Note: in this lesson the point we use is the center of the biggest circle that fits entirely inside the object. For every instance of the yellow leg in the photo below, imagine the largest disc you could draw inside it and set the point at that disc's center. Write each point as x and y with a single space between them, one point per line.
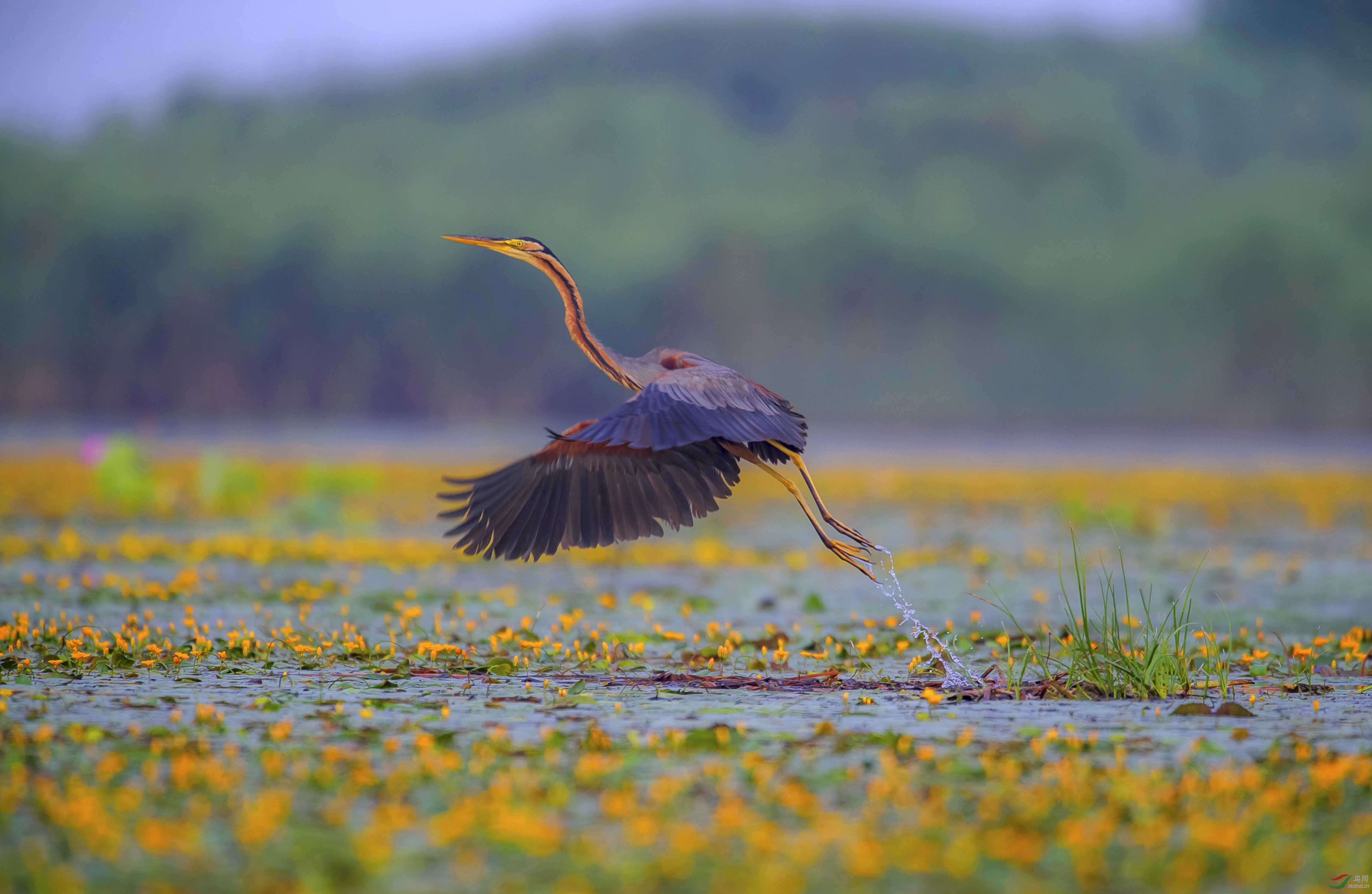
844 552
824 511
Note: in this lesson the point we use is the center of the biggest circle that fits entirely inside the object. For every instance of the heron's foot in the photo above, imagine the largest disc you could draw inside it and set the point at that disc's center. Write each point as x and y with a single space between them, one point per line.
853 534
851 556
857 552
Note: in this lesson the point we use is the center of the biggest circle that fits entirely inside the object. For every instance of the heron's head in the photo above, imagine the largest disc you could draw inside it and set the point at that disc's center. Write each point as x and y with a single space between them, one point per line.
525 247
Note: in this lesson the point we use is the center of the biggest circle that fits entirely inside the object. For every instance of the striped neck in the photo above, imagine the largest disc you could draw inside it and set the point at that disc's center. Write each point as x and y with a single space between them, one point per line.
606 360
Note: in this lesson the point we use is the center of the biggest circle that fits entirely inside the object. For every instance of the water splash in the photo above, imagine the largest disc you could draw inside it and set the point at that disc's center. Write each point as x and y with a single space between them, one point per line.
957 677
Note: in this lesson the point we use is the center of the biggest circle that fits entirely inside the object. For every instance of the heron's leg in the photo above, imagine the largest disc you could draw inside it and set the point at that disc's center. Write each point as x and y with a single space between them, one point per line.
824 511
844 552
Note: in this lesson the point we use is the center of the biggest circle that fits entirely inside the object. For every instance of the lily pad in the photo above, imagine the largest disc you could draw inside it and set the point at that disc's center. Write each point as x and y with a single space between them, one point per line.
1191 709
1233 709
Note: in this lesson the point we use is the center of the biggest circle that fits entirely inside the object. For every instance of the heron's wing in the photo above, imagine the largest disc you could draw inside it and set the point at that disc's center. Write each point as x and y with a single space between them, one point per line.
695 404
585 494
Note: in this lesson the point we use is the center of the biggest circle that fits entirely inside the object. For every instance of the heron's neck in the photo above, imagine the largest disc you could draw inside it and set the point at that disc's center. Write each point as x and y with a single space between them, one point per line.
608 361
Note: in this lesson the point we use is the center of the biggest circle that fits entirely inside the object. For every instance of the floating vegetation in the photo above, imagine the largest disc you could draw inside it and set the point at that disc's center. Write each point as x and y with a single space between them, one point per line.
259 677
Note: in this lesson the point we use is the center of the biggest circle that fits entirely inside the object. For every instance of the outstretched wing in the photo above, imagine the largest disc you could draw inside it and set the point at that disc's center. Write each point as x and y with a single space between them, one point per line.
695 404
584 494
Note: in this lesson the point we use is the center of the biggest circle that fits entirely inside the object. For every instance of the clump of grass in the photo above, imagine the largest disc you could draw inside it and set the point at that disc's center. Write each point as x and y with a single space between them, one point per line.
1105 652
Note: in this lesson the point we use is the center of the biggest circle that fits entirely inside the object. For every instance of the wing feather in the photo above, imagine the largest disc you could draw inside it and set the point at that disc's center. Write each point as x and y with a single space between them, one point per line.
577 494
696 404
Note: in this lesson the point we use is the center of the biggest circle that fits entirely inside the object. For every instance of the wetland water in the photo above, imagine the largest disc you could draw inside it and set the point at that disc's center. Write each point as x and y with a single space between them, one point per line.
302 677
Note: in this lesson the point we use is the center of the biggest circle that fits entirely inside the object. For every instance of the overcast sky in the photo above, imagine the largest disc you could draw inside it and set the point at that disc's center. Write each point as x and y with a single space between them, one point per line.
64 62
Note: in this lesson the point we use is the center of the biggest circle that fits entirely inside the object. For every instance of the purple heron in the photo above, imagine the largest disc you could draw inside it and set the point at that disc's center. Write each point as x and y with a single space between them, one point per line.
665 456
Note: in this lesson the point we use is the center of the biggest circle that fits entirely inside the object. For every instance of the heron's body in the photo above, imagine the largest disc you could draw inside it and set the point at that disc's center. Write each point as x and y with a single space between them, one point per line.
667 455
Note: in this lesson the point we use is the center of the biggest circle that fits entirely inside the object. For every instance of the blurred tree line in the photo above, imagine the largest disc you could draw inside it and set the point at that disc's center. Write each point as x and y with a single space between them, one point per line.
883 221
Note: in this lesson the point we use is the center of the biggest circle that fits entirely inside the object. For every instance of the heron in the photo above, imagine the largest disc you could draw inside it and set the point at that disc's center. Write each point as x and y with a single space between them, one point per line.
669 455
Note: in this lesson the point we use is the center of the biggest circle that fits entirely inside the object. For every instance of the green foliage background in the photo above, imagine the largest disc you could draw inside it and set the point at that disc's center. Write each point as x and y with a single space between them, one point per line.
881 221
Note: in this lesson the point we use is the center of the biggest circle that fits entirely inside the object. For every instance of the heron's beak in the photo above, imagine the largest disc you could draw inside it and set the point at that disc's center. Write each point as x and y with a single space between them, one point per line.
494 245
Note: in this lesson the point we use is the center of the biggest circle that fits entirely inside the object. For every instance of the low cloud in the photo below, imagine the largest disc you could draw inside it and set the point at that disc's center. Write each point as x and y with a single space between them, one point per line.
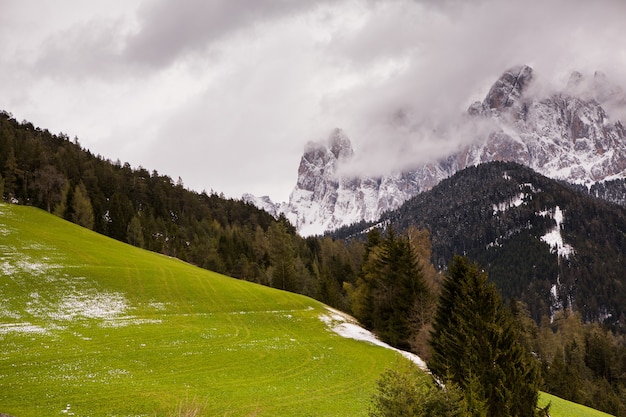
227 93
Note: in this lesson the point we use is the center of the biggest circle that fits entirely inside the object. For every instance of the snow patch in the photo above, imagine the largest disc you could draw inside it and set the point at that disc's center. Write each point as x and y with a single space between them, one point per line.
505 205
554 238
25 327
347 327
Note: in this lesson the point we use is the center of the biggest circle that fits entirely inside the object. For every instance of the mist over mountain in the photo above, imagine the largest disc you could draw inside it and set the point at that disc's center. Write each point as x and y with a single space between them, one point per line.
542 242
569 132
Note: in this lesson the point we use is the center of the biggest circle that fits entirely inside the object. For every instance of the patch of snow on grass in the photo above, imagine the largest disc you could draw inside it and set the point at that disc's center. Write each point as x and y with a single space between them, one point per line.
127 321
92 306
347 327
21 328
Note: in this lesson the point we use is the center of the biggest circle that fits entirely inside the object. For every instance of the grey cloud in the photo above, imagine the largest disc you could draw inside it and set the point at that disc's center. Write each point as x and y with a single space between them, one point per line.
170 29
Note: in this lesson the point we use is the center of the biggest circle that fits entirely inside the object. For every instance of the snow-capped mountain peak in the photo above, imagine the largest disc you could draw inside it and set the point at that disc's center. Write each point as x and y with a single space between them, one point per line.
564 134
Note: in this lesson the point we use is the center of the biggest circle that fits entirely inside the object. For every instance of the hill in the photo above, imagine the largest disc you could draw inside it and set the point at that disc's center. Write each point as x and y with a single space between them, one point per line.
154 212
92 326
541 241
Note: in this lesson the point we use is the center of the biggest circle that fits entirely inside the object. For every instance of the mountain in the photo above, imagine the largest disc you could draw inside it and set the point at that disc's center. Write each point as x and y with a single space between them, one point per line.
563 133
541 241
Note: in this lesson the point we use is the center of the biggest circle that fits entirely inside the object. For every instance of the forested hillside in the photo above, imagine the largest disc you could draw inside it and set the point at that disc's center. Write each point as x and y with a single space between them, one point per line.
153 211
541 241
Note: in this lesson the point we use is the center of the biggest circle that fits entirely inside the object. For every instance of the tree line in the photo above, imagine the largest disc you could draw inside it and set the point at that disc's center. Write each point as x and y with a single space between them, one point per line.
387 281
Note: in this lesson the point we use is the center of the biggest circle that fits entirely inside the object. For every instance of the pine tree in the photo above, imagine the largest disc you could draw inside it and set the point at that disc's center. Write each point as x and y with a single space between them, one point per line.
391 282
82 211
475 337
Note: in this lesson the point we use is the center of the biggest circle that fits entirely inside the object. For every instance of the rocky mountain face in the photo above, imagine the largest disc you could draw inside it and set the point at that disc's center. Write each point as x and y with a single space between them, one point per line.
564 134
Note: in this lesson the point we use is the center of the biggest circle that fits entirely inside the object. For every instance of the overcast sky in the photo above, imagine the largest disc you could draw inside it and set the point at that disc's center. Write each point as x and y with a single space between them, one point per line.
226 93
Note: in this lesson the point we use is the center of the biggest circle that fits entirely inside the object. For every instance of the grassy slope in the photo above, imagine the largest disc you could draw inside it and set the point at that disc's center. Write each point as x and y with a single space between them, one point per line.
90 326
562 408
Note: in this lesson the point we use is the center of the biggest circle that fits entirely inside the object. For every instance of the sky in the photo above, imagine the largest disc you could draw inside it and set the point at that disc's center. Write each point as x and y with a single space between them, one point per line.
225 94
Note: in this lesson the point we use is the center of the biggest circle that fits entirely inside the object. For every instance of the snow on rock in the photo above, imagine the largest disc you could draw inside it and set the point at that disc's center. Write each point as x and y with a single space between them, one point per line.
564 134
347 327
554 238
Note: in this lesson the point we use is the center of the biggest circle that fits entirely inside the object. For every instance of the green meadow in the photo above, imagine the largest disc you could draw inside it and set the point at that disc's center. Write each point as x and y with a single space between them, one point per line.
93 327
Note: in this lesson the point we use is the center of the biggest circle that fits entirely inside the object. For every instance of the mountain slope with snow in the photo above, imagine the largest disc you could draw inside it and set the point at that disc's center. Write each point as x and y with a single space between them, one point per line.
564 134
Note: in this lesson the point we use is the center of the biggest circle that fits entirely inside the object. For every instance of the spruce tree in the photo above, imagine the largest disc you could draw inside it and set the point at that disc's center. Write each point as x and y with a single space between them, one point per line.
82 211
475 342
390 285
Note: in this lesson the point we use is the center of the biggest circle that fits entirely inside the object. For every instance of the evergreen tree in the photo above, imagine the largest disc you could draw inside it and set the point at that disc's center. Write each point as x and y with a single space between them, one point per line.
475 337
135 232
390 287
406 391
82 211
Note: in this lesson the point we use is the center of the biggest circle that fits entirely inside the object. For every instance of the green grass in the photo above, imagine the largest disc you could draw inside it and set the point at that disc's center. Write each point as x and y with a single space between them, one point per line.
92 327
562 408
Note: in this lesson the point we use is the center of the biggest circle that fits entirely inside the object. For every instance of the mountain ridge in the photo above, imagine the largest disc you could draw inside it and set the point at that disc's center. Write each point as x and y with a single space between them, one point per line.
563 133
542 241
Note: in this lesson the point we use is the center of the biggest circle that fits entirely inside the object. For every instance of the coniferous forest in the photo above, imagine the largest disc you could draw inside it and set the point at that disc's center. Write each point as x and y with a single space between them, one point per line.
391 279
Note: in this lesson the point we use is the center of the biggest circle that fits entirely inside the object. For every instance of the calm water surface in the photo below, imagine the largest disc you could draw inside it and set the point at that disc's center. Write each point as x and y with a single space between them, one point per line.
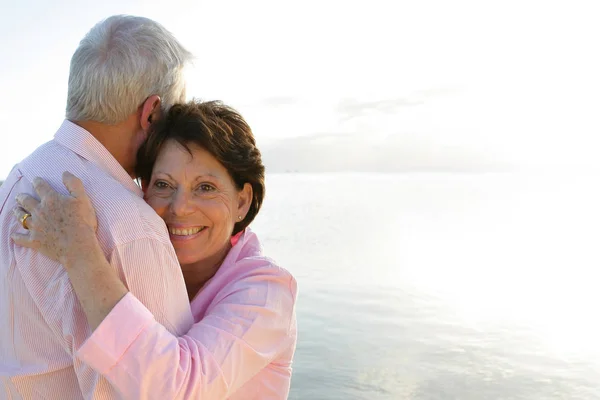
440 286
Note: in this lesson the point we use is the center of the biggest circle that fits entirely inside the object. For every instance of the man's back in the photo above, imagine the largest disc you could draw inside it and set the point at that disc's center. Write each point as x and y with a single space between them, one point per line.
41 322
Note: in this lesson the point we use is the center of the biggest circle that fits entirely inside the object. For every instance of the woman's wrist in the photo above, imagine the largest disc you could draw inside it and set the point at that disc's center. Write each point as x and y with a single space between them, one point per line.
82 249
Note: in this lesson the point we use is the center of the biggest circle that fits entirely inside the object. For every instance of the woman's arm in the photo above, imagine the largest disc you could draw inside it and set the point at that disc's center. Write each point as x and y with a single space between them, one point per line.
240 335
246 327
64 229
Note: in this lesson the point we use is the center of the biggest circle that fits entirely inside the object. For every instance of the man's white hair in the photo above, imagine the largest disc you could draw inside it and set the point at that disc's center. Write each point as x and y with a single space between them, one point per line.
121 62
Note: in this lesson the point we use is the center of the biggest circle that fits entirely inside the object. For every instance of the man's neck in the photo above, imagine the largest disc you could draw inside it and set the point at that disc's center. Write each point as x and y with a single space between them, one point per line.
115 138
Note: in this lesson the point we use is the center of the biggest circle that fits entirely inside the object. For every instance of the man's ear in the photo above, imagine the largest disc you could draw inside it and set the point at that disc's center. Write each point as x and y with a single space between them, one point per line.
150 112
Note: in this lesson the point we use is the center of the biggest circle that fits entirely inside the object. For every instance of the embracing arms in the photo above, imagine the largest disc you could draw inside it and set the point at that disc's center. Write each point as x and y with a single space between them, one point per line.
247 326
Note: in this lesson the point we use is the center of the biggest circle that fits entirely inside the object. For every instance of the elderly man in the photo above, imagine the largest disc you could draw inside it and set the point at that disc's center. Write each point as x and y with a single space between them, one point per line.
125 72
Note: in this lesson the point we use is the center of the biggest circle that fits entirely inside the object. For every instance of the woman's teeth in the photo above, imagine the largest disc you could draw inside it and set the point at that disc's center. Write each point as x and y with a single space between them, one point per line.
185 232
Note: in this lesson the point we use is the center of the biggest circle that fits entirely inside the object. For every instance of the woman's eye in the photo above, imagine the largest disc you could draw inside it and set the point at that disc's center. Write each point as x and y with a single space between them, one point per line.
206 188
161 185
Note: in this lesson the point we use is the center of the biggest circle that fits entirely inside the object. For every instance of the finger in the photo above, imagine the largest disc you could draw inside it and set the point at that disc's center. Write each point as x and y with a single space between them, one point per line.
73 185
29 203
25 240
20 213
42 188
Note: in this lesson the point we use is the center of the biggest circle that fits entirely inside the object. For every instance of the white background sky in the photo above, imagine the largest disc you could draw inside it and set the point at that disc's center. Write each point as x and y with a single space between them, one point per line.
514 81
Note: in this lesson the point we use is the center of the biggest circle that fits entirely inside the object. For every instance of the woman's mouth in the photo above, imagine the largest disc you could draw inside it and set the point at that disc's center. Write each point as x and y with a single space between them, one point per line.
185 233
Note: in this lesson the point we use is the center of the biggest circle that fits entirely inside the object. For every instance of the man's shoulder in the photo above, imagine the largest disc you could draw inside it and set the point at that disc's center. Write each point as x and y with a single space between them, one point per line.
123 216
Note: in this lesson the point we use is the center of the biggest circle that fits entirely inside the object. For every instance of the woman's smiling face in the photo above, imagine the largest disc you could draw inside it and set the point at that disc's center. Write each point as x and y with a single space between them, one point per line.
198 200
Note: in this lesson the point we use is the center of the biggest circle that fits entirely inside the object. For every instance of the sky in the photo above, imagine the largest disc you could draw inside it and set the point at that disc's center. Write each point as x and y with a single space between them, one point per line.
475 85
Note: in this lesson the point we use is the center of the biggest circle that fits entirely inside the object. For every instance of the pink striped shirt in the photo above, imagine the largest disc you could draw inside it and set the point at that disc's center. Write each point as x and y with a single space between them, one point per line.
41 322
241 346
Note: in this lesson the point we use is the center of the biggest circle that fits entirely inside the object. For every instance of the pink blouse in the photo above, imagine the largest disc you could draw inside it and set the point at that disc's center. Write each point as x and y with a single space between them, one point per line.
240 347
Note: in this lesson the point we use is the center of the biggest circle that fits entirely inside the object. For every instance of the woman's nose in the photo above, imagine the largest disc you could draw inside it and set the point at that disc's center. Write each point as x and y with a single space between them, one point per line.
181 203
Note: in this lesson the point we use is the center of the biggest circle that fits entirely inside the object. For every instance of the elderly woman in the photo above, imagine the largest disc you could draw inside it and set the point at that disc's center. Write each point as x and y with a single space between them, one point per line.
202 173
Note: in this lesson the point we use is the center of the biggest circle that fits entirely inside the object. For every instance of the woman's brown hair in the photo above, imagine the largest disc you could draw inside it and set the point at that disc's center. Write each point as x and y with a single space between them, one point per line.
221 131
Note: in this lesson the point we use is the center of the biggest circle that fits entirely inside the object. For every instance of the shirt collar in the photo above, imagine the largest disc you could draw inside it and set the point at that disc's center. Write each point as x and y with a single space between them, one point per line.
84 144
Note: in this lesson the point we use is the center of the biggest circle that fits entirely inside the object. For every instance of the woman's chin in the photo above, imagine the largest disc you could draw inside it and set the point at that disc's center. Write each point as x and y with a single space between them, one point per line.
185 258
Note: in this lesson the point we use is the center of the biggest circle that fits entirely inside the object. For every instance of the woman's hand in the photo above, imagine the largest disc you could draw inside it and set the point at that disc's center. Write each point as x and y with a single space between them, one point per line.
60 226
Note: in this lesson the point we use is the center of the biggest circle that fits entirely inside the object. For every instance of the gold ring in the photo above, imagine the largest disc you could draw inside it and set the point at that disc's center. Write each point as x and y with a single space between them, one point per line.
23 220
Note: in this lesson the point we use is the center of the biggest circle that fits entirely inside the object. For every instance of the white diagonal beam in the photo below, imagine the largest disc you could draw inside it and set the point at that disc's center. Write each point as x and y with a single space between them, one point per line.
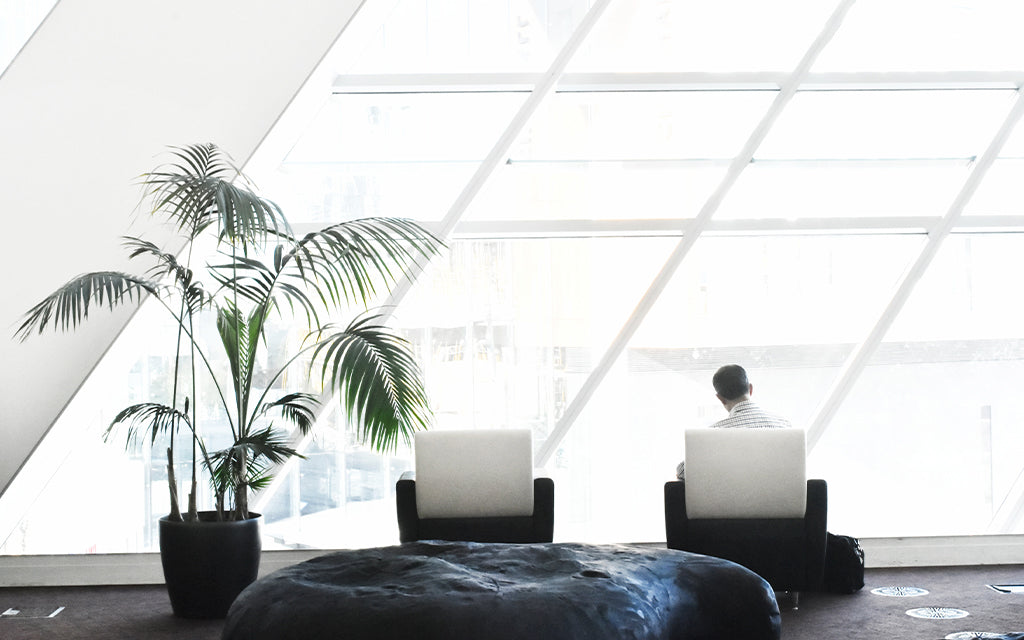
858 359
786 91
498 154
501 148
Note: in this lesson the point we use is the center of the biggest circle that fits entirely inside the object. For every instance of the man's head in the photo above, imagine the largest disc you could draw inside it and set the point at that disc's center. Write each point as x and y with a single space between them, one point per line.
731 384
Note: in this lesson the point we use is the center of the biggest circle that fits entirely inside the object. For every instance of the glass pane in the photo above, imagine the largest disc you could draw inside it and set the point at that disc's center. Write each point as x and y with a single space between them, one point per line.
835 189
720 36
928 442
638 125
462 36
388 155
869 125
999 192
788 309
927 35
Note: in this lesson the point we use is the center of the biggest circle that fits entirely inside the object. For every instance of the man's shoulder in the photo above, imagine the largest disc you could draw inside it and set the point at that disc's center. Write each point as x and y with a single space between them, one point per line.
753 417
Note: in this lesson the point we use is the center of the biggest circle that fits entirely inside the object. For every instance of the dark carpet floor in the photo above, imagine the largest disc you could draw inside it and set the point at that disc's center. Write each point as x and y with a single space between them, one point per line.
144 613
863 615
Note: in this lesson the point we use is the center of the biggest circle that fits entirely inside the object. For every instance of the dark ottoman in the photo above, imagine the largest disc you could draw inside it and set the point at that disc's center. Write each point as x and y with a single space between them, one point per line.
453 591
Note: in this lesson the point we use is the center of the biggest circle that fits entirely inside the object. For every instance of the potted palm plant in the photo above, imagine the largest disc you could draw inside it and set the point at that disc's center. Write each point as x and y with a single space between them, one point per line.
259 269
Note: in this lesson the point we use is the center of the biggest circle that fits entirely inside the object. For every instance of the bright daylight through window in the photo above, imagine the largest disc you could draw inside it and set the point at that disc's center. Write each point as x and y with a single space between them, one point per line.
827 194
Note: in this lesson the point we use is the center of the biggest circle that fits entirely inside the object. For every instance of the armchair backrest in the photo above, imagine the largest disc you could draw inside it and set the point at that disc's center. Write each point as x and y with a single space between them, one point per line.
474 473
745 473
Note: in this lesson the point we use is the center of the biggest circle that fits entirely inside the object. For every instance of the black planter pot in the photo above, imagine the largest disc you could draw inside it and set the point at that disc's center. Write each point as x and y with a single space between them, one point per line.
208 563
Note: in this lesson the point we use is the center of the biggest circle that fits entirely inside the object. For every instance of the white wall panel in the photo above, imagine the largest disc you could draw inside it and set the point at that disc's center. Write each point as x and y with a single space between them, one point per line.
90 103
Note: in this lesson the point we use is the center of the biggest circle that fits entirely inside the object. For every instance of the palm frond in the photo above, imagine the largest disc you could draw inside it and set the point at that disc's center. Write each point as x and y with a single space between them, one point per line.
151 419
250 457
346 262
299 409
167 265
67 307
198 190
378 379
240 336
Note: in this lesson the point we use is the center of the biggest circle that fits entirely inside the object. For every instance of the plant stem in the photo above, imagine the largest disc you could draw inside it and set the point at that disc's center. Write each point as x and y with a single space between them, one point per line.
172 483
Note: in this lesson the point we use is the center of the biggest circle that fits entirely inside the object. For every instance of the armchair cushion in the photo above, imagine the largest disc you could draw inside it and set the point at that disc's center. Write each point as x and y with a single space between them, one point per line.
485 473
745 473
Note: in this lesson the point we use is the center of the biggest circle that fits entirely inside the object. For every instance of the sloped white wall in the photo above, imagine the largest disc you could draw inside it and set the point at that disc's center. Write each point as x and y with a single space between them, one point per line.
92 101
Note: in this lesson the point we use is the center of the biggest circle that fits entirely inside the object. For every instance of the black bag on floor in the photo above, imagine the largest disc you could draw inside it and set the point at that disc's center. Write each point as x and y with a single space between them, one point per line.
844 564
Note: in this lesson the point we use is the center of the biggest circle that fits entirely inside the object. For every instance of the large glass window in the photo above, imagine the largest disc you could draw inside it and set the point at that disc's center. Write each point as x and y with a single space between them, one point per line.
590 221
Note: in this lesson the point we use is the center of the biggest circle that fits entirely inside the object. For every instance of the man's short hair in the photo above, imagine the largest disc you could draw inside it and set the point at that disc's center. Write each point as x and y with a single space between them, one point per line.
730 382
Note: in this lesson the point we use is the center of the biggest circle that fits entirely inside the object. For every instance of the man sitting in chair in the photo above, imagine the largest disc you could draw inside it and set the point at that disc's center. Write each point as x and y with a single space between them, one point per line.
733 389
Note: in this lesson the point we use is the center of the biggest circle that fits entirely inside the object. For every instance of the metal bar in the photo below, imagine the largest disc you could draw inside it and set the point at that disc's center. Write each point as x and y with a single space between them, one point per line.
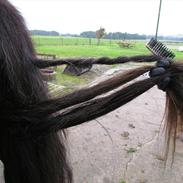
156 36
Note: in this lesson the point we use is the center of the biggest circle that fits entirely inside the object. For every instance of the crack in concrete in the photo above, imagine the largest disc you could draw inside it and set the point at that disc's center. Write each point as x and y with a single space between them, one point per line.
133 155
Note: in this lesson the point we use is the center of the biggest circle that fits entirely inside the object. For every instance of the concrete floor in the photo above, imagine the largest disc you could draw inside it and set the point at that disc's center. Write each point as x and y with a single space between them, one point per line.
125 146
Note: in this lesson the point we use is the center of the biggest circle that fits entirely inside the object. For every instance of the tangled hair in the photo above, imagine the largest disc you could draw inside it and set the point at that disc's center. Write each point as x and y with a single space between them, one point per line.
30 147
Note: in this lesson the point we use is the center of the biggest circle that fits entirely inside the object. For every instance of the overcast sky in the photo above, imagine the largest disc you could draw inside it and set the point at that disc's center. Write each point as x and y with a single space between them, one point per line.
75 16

────

- **What to do**: Set down, word for word, only the lines running from the line with "of the tangled" to the last line of the listing above. Both of those lines belong in your answer.

- **Written answer**:
Note: in this lesson the point we use is the center of the biggest circle that fits entirely inside the object. For every instance of the tangled hair in the photo above, imagine the largest disc you could draw inside it and set the point at that disc's center. Write each point as x and y with a single space between them, one point per line.
30 147
Note: in this lesson the point we use is the center of the biggest circle that fits entirely inside the object. For every instance of the overcast sky in the photo above, imagine the largest disc you could draw inside it and set the point at that disc's center. Write each point as x and y with a single space between them, one point per line.
75 16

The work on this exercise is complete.